Material shown Start Marker
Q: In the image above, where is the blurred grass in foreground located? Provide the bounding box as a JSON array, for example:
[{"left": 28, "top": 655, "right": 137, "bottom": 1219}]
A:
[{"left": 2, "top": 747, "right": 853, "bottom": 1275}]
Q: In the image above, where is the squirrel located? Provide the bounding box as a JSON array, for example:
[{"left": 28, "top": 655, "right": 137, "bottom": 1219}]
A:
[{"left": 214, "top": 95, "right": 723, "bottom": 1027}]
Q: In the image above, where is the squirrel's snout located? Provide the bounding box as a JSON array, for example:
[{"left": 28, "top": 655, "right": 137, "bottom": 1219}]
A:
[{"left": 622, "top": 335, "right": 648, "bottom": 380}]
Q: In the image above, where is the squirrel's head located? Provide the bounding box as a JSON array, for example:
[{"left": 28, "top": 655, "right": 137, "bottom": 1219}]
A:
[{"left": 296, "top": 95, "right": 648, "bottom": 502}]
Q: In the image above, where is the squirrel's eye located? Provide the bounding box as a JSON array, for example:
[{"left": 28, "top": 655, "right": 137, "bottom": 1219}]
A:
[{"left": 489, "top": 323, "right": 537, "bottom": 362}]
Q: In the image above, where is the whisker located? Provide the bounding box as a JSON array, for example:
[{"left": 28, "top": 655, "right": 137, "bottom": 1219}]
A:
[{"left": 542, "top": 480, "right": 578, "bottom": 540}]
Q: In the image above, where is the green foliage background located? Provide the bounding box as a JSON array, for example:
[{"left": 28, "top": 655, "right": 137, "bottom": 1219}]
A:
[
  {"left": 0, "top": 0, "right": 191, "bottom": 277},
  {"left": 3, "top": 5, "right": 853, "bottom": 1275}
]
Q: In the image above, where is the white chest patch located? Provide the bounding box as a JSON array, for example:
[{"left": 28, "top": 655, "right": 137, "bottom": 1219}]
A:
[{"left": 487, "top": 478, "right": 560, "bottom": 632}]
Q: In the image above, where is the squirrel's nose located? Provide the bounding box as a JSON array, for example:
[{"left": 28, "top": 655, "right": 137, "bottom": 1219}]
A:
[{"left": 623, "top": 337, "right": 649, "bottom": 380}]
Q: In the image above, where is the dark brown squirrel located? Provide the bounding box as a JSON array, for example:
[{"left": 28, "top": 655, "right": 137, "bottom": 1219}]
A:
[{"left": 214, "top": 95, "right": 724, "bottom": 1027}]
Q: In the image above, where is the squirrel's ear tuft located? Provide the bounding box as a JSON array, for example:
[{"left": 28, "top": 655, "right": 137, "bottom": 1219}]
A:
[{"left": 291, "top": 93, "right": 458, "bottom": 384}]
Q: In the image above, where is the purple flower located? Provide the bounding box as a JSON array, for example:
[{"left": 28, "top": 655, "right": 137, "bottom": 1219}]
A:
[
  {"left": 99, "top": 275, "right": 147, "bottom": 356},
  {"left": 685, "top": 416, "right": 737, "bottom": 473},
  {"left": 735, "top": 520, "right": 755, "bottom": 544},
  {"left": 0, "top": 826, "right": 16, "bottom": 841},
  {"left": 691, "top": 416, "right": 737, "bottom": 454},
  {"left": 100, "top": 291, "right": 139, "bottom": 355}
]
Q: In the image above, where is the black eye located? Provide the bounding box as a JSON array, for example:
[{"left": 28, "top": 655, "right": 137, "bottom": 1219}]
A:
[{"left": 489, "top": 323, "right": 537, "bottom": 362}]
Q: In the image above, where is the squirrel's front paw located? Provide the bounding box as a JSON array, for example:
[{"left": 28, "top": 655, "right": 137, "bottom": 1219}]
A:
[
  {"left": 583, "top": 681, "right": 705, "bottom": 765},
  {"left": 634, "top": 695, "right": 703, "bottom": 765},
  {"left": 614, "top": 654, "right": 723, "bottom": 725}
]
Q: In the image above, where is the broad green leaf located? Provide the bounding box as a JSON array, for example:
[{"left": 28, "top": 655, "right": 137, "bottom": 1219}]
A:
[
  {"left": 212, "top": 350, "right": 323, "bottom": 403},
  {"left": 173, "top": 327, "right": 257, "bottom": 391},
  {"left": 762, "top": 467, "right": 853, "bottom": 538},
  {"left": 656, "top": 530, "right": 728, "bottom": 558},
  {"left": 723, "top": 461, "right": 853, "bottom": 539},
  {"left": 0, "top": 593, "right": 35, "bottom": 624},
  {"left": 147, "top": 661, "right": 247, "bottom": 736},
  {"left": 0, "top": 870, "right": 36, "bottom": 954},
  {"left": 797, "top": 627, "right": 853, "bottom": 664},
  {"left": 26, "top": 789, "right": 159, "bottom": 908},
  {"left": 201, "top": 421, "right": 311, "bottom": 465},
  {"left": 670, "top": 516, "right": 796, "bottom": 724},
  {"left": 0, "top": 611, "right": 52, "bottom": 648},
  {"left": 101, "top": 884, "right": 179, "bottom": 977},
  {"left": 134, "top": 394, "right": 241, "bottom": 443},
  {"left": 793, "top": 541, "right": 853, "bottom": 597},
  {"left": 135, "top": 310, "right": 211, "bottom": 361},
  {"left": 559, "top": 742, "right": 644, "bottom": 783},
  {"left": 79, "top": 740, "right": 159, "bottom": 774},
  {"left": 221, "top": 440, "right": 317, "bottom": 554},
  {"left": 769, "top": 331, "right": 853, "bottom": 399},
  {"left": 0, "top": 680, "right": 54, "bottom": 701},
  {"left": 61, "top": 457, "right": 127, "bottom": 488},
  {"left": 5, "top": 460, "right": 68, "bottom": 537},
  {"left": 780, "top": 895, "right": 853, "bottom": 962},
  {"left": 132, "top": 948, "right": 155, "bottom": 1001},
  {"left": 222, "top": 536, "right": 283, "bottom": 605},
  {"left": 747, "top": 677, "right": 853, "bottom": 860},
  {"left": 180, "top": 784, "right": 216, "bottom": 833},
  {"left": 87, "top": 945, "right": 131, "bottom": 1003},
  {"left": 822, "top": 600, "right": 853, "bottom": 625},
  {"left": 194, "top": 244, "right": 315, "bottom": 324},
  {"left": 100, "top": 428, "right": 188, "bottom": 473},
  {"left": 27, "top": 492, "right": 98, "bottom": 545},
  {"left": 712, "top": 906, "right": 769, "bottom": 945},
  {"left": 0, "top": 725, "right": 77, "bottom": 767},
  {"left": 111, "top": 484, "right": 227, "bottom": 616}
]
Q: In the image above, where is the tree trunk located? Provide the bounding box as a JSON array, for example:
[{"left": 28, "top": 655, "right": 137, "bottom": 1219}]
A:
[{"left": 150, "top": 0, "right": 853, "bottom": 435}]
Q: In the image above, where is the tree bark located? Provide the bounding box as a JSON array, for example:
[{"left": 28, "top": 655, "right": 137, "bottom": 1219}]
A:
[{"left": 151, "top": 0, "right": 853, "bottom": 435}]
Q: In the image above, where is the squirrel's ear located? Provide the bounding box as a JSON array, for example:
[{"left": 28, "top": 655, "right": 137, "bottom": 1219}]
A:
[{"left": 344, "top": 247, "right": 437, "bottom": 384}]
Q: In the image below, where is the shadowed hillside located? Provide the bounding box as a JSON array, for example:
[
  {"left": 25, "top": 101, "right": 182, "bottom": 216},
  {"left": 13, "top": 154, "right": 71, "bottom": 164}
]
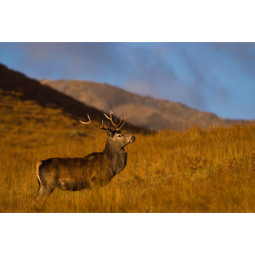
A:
[
  {"left": 0, "top": 64, "right": 145, "bottom": 133},
  {"left": 41, "top": 79, "right": 244, "bottom": 131}
]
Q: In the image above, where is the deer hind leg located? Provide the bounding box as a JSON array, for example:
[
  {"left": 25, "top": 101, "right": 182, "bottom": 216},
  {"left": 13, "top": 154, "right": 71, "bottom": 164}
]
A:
[
  {"left": 34, "top": 183, "right": 56, "bottom": 211},
  {"left": 33, "top": 161, "right": 56, "bottom": 209}
]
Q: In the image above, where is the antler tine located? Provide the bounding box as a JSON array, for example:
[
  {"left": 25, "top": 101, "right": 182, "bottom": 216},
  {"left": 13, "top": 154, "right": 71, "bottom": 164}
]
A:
[
  {"left": 99, "top": 120, "right": 106, "bottom": 129},
  {"left": 80, "top": 114, "right": 107, "bottom": 130},
  {"left": 116, "top": 117, "right": 123, "bottom": 128},
  {"left": 104, "top": 111, "right": 118, "bottom": 127},
  {"left": 79, "top": 114, "right": 91, "bottom": 125},
  {"left": 116, "top": 117, "right": 126, "bottom": 129},
  {"left": 116, "top": 118, "right": 126, "bottom": 131}
]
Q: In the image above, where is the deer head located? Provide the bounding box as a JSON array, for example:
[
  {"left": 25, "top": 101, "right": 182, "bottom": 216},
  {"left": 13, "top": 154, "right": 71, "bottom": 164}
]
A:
[{"left": 80, "top": 111, "right": 135, "bottom": 148}]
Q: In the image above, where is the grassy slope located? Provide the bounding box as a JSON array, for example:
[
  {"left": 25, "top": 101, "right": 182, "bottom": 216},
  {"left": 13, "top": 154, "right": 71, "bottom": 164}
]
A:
[{"left": 1, "top": 89, "right": 255, "bottom": 212}]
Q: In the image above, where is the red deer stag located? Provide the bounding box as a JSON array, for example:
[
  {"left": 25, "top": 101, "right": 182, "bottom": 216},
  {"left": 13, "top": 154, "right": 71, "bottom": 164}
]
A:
[{"left": 34, "top": 112, "right": 135, "bottom": 205}]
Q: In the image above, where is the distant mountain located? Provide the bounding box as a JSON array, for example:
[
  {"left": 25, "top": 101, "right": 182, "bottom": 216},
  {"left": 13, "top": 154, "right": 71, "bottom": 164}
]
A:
Material shown End Marker
→ Required action
Each line above that contains the word "head" should be copied.

→ Exercise output
Q: In the image above, where is the squirrel's head located? Provide the bounding box as a JSON array, for example:
Q: In the image above, where is the deer head located? Provide the bounding box as a JSON array, for example:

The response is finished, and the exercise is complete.